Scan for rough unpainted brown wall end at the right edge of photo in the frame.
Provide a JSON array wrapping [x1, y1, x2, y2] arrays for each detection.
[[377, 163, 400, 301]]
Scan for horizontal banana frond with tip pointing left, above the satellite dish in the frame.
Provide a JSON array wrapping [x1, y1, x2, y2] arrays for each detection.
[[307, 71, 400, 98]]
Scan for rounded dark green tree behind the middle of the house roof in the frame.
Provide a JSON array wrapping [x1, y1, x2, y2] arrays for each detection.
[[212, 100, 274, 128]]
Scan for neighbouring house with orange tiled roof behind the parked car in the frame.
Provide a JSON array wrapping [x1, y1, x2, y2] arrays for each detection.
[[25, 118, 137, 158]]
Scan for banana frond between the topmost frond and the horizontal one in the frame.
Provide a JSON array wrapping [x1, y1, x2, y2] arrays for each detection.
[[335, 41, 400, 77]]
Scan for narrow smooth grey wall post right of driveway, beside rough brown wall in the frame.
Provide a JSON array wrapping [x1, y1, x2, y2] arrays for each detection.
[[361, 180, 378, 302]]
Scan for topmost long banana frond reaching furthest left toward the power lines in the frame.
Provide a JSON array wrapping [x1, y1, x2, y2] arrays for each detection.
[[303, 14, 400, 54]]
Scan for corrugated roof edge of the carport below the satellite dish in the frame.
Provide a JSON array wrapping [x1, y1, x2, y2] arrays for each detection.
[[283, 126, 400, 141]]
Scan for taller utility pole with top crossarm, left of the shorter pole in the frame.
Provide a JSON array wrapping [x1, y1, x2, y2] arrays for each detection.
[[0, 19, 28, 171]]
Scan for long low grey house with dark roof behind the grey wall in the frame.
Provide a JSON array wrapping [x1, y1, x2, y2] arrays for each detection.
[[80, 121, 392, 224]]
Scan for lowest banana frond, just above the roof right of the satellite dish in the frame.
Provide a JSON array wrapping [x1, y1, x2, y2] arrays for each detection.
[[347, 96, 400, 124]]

········

▶ TASK DIRECTIONS
Take each line above that contains "frame" and copy it out.

▶ ANSWER TO THIS TASK
Scan for rough unpainted brown wall end at the right edge of photo in the frame.
Scan for horizontal banana frond with tip pointing left, above the satellite dish in the frame.
Scan for rounded dark green tree behind the middle of the house roof in the frame.
Scan for neighbouring house with orange tiled roof behind the parked car in the frame.
Scan for banana frond between the topmost frond and the horizontal one in the frame.
Scan for narrow smooth grey wall post right of driveway, beside rough brown wall in the frame.
Scan for topmost long banana frond reaching furthest left toward the power lines in the frame.
Scan for corrugated roof edge of the carport below the satellite dish in the frame.
Scan for taller utility pole with top crossarm, left of the shorter pole in the frame.
Scan for long low grey house with dark roof behind the grey wall in the frame.
Scan for lowest banana frond, just above the roof right of the satellite dish in the frame.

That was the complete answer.